____ Listed records

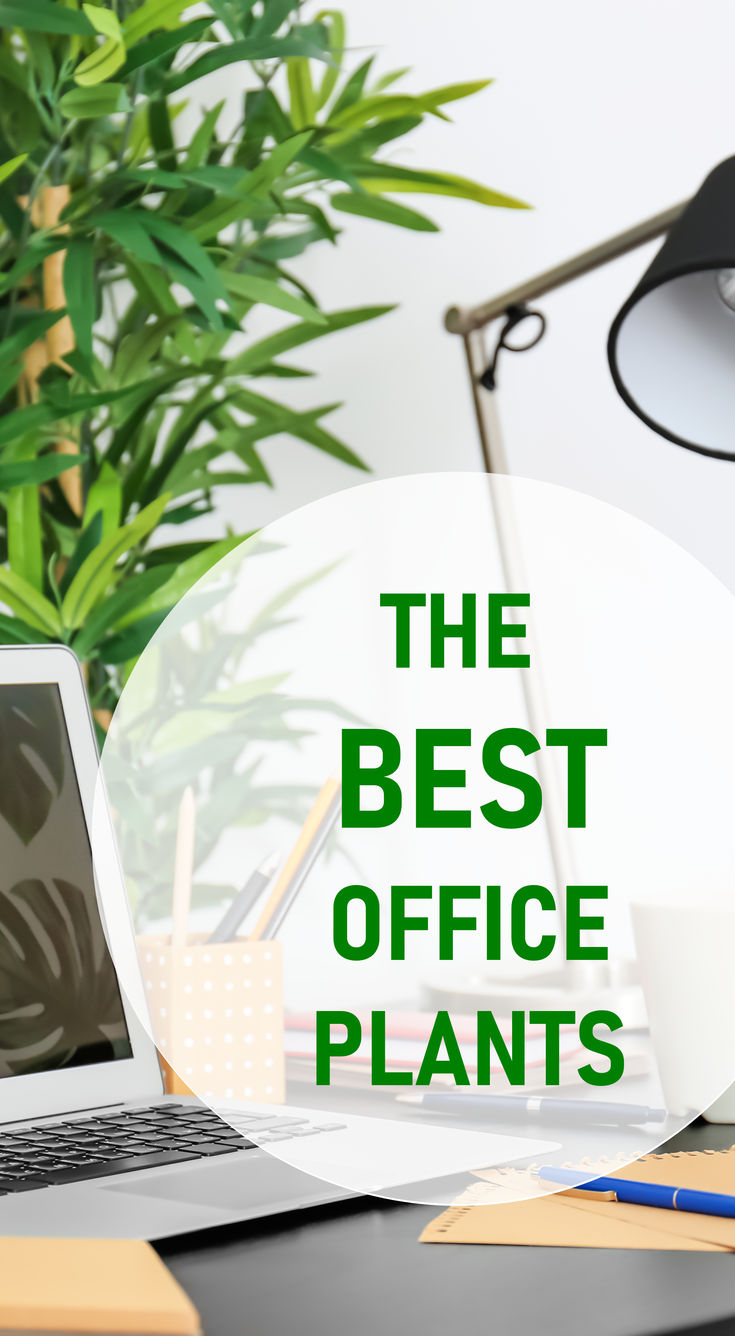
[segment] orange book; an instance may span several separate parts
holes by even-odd
[[[201,1332],[191,1300],[138,1239],[0,1238],[0,1275],[0,1332]]]

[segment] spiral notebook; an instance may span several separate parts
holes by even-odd
[[[602,1160],[585,1168],[642,1183],[735,1195],[735,1146],[722,1151],[645,1155],[633,1164],[618,1165],[619,1161]],[[517,1200],[519,1197],[522,1199]],[[594,1201],[564,1192],[541,1195],[538,1180],[527,1170],[487,1169],[426,1226],[420,1241],[735,1252],[735,1220]]]

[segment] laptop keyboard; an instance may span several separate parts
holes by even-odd
[[[235,1131],[204,1107],[158,1104],[0,1130],[0,1195],[228,1155],[344,1126],[242,1110],[237,1125]]]

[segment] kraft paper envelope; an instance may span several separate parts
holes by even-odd
[[[622,1168],[602,1162],[586,1168],[612,1177],[735,1195],[735,1148],[648,1155]],[[566,1193],[542,1196],[537,1179],[513,1169],[483,1170],[478,1178],[482,1181],[426,1227],[422,1242],[735,1250],[735,1220]],[[519,1193],[524,1200],[508,1201]]]

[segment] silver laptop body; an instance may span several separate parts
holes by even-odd
[[[129,1111],[144,1133],[146,1110],[160,1117],[164,1106],[170,1126],[182,1112],[206,1116],[196,1100],[164,1093],[111,825],[98,839],[109,814],[94,802],[97,782],[75,656],[56,646],[0,649],[0,1234],[157,1239],[349,1195],[257,1144],[234,1151],[226,1140],[214,1154],[165,1165],[155,1147],[139,1148],[140,1169],[108,1174],[88,1163],[100,1176],[53,1181],[44,1150],[58,1145],[59,1124],[83,1157],[96,1129],[127,1125]],[[85,985],[75,1010],[69,979],[90,969],[96,986]],[[254,1105],[242,1116],[259,1138],[274,1119],[281,1129],[308,1126],[288,1112]],[[120,1159],[129,1163],[122,1151]],[[31,1161],[43,1186],[3,1169]]]

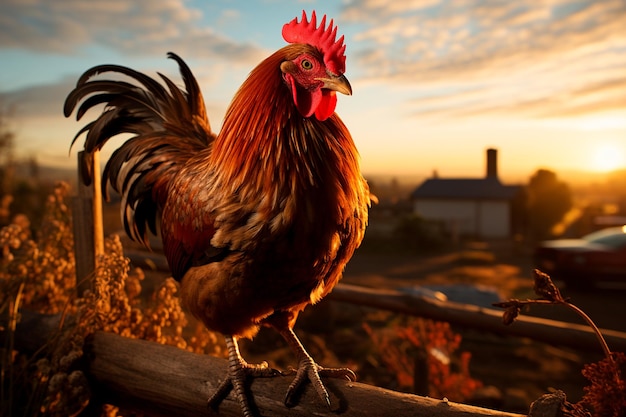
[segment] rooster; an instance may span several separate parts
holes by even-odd
[[[318,365],[293,331],[298,314],[327,295],[363,239],[373,196],[360,173],[352,137],[335,113],[336,93],[352,94],[344,76],[344,37],[315,12],[285,24],[288,43],[252,72],[235,94],[219,133],[211,130],[200,88],[174,53],[184,89],[127,67],[86,71],[64,113],[76,118],[97,105],[86,133],[81,169],[90,181],[93,152],[130,133],[103,172],[122,196],[127,234],[148,245],[160,229],[183,305],[225,335],[228,375],[209,398],[217,409],[231,390],[253,415],[249,377],[278,374],[248,364],[238,347],[269,326],[298,359],[285,404],[310,381],[330,397],[321,377],[355,379],[347,368]],[[129,81],[103,79],[102,73]],[[80,105],[80,106],[79,106]],[[107,195],[108,198],[108,195]]]

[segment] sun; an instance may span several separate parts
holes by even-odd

________

## Problem description
Copy the lines exactly as they appear from the opening of the entries above through the line with "[segment] silver laptop", excluding all pictures.

## Reply to the task
[segment] orange book; an instance may span several separate parts
holes by even-odd
[[[201,1332],[191,1300],[138,1239],[0,1238],[0,1275],[0,1332]]]

[segment] spiral notebook; an instance may span several separate parts
holes by even-odd
[[[602,1160],[585,1168],[642,1183],[735,1195],[735,1146],[722,1151],[645,1155],[633,1164],[618,1165],[619,1161]],[[517,1200],[519,1197],[522,1199]],[[594,1201],[564,1192],[541,1195],[538,1180],[527,1170],[487,1169],[426,1226],[420,1241],[735,1252],[735,1220]]]

[segment] laptop keyboard; an instance may span several separate parts
holes by even-odd
[[[235,1131],[204,1107],[158,1104],[0,1130],[0,1195],[228,1155],[344,1126],[242,1110],[237,1125]]]

[segment] kraft paper envelope; an instance may span several separate parts
holes by even-odd
[[[622,1168],[602,1162],[586,1168],[612,1177],[735,1195],[735,1148],[648,1155]],[[566,1193],[542,1196],[537,1179],[513,1169],[483,1170],[478,1178],[482,1181],[426,1227],[422,1242],[735,1250],[735,1220]],[[519,1193],[524,1200],[508,1201]]]

[segment] silver laptop body; an instance may span several separate parts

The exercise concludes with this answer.